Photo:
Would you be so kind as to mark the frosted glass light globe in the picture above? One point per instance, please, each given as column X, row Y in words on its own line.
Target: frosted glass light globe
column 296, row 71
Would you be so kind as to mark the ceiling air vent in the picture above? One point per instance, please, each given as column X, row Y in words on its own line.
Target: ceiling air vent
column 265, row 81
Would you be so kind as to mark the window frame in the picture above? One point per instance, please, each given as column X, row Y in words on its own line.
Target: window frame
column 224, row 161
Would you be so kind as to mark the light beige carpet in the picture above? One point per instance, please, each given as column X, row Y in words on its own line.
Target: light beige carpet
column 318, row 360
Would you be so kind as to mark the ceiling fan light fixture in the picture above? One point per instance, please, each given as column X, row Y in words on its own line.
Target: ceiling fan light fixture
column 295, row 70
*-*-*
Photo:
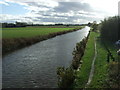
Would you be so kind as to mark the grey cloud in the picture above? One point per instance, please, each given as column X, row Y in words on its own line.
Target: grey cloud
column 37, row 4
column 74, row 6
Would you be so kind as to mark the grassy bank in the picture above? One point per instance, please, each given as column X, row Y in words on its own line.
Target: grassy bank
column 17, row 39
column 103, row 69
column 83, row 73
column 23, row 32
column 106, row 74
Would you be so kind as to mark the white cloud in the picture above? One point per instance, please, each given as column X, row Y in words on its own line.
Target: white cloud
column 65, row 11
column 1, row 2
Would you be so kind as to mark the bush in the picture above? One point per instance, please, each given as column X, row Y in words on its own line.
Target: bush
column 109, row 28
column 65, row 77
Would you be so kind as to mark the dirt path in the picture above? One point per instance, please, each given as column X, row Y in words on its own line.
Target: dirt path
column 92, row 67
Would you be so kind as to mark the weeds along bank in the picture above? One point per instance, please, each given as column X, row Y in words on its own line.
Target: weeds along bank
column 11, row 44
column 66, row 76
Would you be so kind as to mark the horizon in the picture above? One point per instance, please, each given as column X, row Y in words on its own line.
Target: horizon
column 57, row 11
*-*-*
What is needed:
Copy out the lines from the one containing "Would you be so kind as to mark the horizon" through the one containing "column 57, row 11", both included, reproducing them word for word.

Written solution:
Would you be so kind as to mark the horizon in the picture above? One point per instance, please, each given as column X, row Y in words on its own line.
Target: horizon
column 57, row 11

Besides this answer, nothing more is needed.